Your task is to restate the data word for word.

/---

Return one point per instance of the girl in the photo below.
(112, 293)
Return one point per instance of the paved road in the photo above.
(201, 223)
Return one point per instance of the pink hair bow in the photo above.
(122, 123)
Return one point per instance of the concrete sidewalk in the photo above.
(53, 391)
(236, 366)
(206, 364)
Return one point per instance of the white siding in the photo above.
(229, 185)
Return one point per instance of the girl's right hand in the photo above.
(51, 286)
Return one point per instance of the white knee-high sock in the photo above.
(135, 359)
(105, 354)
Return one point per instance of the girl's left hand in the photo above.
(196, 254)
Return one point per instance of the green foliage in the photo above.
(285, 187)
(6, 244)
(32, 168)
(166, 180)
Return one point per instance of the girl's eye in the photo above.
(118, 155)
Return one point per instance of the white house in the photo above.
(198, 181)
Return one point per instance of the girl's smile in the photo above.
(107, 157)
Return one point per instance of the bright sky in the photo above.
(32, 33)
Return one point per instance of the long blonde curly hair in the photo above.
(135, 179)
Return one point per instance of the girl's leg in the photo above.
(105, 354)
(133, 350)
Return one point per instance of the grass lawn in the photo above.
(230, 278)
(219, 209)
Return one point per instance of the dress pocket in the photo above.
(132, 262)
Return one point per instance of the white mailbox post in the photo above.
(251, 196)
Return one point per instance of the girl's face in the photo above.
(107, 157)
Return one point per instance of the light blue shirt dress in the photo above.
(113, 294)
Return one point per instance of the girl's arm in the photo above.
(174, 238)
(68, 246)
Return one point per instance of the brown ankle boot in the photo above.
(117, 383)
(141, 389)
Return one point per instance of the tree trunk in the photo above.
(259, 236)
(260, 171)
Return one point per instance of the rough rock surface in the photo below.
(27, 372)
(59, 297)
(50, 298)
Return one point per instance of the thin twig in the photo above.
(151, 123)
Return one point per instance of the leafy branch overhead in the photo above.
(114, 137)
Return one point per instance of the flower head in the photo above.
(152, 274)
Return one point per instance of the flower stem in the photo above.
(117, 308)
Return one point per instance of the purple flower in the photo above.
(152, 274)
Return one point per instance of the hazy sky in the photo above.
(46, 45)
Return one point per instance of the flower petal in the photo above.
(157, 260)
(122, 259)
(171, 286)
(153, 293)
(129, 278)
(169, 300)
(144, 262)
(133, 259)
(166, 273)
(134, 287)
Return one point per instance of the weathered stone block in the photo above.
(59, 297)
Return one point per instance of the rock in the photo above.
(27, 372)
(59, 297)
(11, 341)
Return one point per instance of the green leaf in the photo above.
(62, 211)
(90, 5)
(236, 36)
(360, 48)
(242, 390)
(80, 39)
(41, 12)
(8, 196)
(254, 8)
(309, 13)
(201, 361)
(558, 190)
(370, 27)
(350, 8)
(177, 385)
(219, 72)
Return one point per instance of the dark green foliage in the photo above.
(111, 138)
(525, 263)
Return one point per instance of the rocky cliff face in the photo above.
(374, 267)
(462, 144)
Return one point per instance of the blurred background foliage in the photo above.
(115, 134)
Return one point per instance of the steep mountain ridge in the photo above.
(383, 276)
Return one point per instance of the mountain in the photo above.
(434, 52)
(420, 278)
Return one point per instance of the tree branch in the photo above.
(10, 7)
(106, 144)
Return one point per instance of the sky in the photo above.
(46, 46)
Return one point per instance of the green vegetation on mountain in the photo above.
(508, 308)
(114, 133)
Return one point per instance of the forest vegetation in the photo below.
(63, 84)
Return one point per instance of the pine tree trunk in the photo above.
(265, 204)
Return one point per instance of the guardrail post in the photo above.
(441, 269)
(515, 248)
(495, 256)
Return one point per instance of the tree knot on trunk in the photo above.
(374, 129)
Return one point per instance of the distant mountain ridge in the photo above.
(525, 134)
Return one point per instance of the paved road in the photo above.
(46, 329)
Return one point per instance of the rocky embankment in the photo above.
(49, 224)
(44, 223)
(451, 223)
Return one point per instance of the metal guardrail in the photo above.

\---

■ **SOLUTION BELOW**
Return one point per instance of the girl in the photo below.
(112, 293)
Return one point per instance of the paved road in the photo above.
(201, 223)
Return one point per instance of the pink hair bow in the photo above.
(122, 123)
Return one point per instance of the concrete sidewalk in the photo above.
(53, 391)
(236, 366)
(206, 364)
Return one point per instance of the white siding in the photo above.
(229, 185)
Return one point per instance of the girl's right hand in the photo above.
(51, 286)
Return one point per instance of the white knee-high sock in the photo above.
(135, 359)
(105, 354)
Return one point per instance of the girl's left hand in the photo above.
(196, 254)
Return one point per instance of the green foliage in the photo above.
(285, 187)
(6, 244)
(32, 168)
(166, 180)
Return one point per instance of the girl's eye in the photo above.
(118, 155)
Return one point per instance of the white house in the photo above.
(198, 181)
Return one point per instance of the girl's smile in the photo above.
(107, 157)
Return one point per instance of the bright sky in the photo above.
(32, 33)
Return one point per instance of the long blonde curly hair in the photo above.
(135, 179)
Return one point per instance of the girl's leg in the photo above.
(105, 354)
(133, 350)
Return one point per instance of the grass lawn in the photo above.
(230, 278)
(219, 209)
Return one point per instance of the dress pocket in the photo above.
(132, 262)
Return one point per instance of the white mailbox post in the photo above.
(251, 196)
Return one point per instance of the girl's face in the photo above.
(107, 157)
Return one point per instance of the light blue shirt dress in the photo above.
(113, 294)
Return one point per instance of the girl's arm in the photo above.
(174, 238)
(68, 246)
Return one point per instance of the brown ankle boot in the photo above.
(117, 383)
(141, 389)
Return one point per instance of the tree trunk in the photo above.
(259, 236)
(260, 171)
Return one point per instance of the rough rock surface in the photo below.
(27, 372)
(59, 297)
(50, 298)
Return one point per instance of the thin twig in the photo above.
(151, 123)
Return one point per instance of the leafy branch overhead in the photo above.
(114, 137)
Return one point per instance of the flower head in the photo above.
(152, 274)
Return one point per instance of the flower stem in the photo above.
(117, 308)
Return one point per instance of the purple flower in the photo above.
(152, 274)
Return one point per instance of the hazy sky in the photo above.
(46, 45)
Return one point per instance of the flower petal in the photo above.
(157, 260)
(122, 259)
(171, 286)
(153, 293)
(129, 278)
(169, 300)
(144, 262)
(133, 259)
(166, 273)
(134, 287)
Return one point per instance of the weathered stone block in the photo above.
(59, 297)
Return one point per instance of the rock in the photo above.
(27, 372)
(59, 297)
(11, 341)
Return one point per instance of the green leaf in the photo above.
(62, 211)
(90, 5)
(236, 36)
(360, 48)
(242, 390)
(80, 39)
(41, 12)
(8, 196)
(254, 8)
(309, 13)
(201, 361)
(558, 190)
(370, 27)
(350, 8)
(177, 385)
(219, 72)
Return one point per instance of the dark green foliage in the photo above.
(111, 138)
(525, 263)
Return one point per instance of the rocky cliff face in the photo above.
(374, 267)
(462, 144)
Return one point per instance of the blurred background foliage in the photo above.
(115, 134)
Return one point per instance of the steep mountain ridge in the photo above.
(383, 276)
Return one point per instance of the mountain in the photo above.
(434, 52)
(420, 278)
Return one point per instance of the tree branch in the photo above.
(10, 7)
(106, 144)
Return one point per instance of the sky in the photo above.
(46, 46)
Return one point per instance of the green vegetation on mountain in the photo above.
(508, 308)
(114, 133)
Return one point per instance of the forest vegetation in the photo below.
(63, 84)
Return one point per instance of the pine tree trunk in the photo above.
(265, 204)
Return one point per instance of the guardrail post in the photo above.
(441, 269)
(515, 248)
(495, 256)
Return one point per instance of the tree knot on trunk in the photo above.
(374, 129)
Return one point per instance of the distant mountain ridge in the photo above.
(525, 134)
Return one point per instance of the paved road in the photo above.
(46, 329)
Return one point per instance of the rocky embankment in the photo above.
(49, 224)
(44, 223)
(451, 223)
Return one point per instance of the metal guardrail in the photo above.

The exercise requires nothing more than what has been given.